What Is the Logical Answer to This Heretic’s Question?

Question

There is a famous YouTube channel that deals with discussions/debates. They brought the famous atheist Alex O’Connor onto the following video:
https://www.youtube.com/watch?v=VpK8CoWBnq8&t=1966s
And his first argument is this:
The terrible suffering that people and animals have gone through over all the years of the world’s existence lowers the probability that there is a compassionate and loving God, Heaven forbid.
What is the logical answer to this argument? (Other than matters of reincarnations).

Answer

הרוע בעולם: התמונה הכללית (טור 547)

Discussion on Answer

Michi (2025-03-31)

I would add two more remarks: 1. This does not lower the chance of His existence, but of His being good. 2. Lowering the probability of His existence, even if there is such a thing, does not mean that He does not exist. The probability could drop from 99.98 to 99.27 percent.

Yaakov (2025-03-31)

The simple answer, as I understand it, is: it is reasonable to assume that the great suffering has some purpose, and that achieving it is worth the suffering. Since God, by definition, possesses superhuman intelligence, the fact that the system is not understandable to human intelligence poses no difficulty at all.

Curious (2025-03-31)

Yaakov, they gave him that answer in the video, and he refuted it by arguing that this makes sense when you’re talking about human beings, but there is no reason that over hundreds of millions of years of creatures existing on the planet there should be so much suffering also for wild animals.

David (2025-03-31)

Curious — on the face of it, do you think Alex won?

David S. (2025-03-31)

David,
I have never seen Alex “lose.”
I can think of two reasons:
1) He wasn’t arguing with Michi.
2) He is honest, and very smart. He does not dismiss well-known philosophical arguments, unlike unfortunately every atheist I’ve met in Israel. In his approach there is a lot of “deference” toward believers. He’s not a “religious fanatic.” In general this is important in any confrontation: not to commit yourself to a broad worldview of any particular “side,” but to discuss the arguments honestly, each argument on its own merits.

Atheists in Israel have a lot to learn. At least one can judge them favorably and say that they haven’t had worthy opponents for a long time to sharpen them.

David S. (2025-03-31)

Michi,
Just a comment.
I haven’t seen the debate in the link. But I know that he usually brings this argument against the Christian image of God, and he once said explicitly that it strengthens the theory of the “evil God” (with which he has other philosophical problems).
This isn’t really an argument against just any God.
========
— Your tasks —
• a. In the discussion on suffering, why does Yaakov say it poses no difficulty that the system cannot be understood by human intelligence? Answer in one to three sentences.
• b. In the discussion on suffering, copy the part starting with "David (2025-03-31)" and going on through "to sharpen them.", and swap "Israel" for "Europe" wherever it occurs.
Answer from the discussion alone.
========
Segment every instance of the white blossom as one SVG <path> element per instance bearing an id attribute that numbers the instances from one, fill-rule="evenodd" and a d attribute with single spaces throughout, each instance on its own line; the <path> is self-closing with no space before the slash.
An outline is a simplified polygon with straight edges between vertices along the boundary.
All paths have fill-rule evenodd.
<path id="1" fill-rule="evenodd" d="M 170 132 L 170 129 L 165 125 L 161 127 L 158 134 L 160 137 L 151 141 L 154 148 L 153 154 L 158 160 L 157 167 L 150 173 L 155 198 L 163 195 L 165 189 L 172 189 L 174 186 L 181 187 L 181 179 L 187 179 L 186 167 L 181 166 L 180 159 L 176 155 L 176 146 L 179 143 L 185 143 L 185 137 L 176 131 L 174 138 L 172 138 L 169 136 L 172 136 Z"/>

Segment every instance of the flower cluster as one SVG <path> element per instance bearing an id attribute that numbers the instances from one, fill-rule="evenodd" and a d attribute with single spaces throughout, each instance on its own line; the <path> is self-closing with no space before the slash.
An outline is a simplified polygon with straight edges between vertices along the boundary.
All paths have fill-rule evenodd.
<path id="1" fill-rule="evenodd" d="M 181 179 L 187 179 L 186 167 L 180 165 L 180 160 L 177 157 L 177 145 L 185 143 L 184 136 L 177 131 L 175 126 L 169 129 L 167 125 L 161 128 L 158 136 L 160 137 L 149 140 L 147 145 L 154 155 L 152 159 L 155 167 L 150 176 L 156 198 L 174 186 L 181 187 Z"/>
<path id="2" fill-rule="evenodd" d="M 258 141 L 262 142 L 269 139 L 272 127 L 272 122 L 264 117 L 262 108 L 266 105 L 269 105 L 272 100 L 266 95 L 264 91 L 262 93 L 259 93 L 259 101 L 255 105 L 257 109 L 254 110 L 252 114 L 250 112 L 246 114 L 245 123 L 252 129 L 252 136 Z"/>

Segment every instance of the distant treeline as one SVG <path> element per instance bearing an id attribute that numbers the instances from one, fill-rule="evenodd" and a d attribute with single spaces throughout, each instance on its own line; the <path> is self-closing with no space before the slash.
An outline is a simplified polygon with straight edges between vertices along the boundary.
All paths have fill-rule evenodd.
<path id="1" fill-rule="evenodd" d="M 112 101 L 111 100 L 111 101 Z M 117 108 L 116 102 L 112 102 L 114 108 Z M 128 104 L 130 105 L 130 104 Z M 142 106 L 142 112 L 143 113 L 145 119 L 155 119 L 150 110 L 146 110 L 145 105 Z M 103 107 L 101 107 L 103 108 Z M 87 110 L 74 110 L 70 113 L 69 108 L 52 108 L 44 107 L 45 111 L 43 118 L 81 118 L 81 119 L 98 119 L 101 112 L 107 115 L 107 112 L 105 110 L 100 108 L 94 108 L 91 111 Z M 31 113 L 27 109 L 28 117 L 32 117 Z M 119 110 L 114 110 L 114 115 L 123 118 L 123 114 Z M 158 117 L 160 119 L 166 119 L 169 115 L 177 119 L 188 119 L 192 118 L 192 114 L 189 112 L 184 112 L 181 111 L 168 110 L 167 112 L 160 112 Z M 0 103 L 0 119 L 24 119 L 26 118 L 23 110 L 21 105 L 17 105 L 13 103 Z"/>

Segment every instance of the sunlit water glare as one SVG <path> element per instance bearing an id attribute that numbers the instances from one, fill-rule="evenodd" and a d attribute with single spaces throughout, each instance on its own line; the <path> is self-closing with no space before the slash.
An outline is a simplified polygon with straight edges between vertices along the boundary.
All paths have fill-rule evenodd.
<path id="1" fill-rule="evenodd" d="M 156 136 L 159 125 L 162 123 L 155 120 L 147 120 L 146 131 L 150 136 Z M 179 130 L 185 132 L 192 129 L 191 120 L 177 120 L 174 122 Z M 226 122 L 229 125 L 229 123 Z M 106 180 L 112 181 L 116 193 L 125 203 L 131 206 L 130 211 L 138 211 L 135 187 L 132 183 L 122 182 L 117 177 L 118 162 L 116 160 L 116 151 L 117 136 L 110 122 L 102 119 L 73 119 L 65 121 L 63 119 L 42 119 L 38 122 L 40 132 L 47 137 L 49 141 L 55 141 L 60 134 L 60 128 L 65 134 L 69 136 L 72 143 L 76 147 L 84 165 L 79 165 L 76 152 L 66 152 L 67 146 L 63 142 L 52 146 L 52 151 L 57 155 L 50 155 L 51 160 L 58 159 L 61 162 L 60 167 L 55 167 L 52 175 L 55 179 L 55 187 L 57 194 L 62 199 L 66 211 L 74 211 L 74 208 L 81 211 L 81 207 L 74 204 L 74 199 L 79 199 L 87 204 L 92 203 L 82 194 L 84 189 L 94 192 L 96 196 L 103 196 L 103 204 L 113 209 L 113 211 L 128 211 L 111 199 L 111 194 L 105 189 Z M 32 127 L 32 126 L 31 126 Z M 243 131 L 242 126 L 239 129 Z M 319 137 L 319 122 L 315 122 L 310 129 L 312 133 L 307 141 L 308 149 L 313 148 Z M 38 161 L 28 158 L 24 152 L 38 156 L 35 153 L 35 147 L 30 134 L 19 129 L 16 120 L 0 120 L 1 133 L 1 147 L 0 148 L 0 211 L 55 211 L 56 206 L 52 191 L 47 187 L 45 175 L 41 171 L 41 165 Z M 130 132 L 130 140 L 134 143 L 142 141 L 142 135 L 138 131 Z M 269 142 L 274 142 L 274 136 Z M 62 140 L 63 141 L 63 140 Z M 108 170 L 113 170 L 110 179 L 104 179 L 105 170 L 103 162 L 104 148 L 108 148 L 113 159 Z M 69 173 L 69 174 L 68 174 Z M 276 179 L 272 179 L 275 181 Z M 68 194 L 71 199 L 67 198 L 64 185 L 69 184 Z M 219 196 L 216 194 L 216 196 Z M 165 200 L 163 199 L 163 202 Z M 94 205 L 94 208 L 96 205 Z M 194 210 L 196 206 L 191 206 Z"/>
========
— The solutions —
• a. Yaakov says it poses no difficulty because God, by definition, possesses superhuman intelligence. So it is reasonable to assume that the great suffering has some purpose and that achieving it is worth the suffering, even if humans cannot understand the system.

• b.
David (2025-03-31)

Curious — on the face of it, do you think Alex won?

David S. (2025-03-31)

David,
I have never seen Alex “lose.”
I can think of two reasons:
1) He wasn’t arguing with Michi.
2) He is honest, and very smart. He does not dismiss well-known philosophical arguments, unlike unfortunately every atheist I’ve met in Europe. In his approach there is a lot of “deference” toward believers. He’s not a “religious fanatic.” In general this is important in any confrontation: not to commit yourself to a broad worldview of any particular “side,” but to discuss the arguments honestly, each argument on its own merits.

Atheists in Europe have a lot to learn. At least one can judge them favorably and say that they haven’t had worthy opponents for a long time to sharpen them.